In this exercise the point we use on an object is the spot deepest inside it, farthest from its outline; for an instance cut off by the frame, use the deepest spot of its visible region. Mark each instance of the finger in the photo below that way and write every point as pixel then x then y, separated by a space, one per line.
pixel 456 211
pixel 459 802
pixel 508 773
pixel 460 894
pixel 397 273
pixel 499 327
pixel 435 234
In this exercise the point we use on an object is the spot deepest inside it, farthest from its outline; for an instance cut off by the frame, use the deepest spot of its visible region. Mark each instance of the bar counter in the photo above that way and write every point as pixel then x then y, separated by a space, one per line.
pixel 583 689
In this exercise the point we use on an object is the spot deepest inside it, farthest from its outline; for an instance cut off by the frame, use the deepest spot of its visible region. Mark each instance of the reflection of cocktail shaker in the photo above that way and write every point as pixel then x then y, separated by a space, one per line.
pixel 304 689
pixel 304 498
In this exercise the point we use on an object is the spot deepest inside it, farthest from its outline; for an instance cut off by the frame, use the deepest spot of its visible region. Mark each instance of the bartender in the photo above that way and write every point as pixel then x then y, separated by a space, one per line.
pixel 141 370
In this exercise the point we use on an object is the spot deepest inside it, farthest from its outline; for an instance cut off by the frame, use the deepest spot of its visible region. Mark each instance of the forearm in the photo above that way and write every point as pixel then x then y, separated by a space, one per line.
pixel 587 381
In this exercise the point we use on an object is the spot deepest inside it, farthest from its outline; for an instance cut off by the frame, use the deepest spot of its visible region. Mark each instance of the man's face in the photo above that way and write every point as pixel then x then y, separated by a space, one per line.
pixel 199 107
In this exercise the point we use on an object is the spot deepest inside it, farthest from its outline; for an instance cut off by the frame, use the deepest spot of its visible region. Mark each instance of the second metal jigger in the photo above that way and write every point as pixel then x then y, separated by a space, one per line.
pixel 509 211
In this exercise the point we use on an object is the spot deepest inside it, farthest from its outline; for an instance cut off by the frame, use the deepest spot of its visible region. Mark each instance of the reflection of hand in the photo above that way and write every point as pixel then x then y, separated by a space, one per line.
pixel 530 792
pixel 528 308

#### [Given exercise]
Copy all of the material above word for word, keeping every line in its original order.

#### [Exercise answer]
In this exercise the point we use on an object is the spot deepest inside it, farthest from its outline; for an instance cut off by the frame, use the deepest spot of its visible region. Mark each instance of the finger in the photo below that way and write every point as pixel then x then y, separated by a space, one per line.
pixel 456 211
pixel 459 802
pixel 508 773
pixel 460 894
pixel 397 273
pixel 499 327
pixel 435 234
In this exercise the point we use on an object is the spot deepest inside it, farthest from its outline; for an instance cut off by the frame, use the deepest spot of its visible region. Mark each instance of the bar counter in the photo above that way and write every point as pixel then x then y, separated by a space, one per line.
pixel 583 689
In this exercise the point we use on an object is the spot deepest inside it, farthest from its outline; for an instance cut off by the frame, use the deepest spot of its visible region. Mark each instance of the reflection of cocktail shaker in the photo above that way and write every point as pixel then x then y, separated by a space, one per line.
pixel 304 689
pixel 304 498
In this exercise the point we use on an object is the spot deepest inside it, farthest from its outline; for an instance cut off by the frame, use the deepest spot of its visible region. Mark each instance of the bartender in the photo above that way and write every point as pixel then x then y, separated by a space, one per line.
pixel 141 370
In this exercise the point we use on an object is the spot deepest inside it, farthest from its outline; for an instance cut off by the frame, use the deepest spot of its visible region. Mark each instance of the forearm in the photo above that way and write every point as pixel then x then y, separated by a space, one per line.
pixel 587 381
In this exercise the point we use on an object is the spot deepest inside it, farthest from its outline; for an instance cut off by the frame, use the deepest spot of its visible region. Mark each instance of the man's face in the photo above that way and write every point as pixel then x then y, separated by a space, one per line.
pixel 199 107
In this exercise the point we use on an object is the spot deepest inside it, farthest from its outline; for an instance cut off by the frame, use the deepest spot of its visible region. Mark each instance of the second metal jigger in the photo above that way and write every point as pixel then x then y, separated by a space, one per line.
pixel 509 211
In this exercise the point we use on an object is the spot deepest inside it, farthest from its outline; for an instance cut off by the frame, use the deepest spot of its visible region. Mark each instance of the reflection of hand in the photo above that way and write every point as pixel then x then y, separated by a space, one per line.
pixel 530 792
pixel 528 308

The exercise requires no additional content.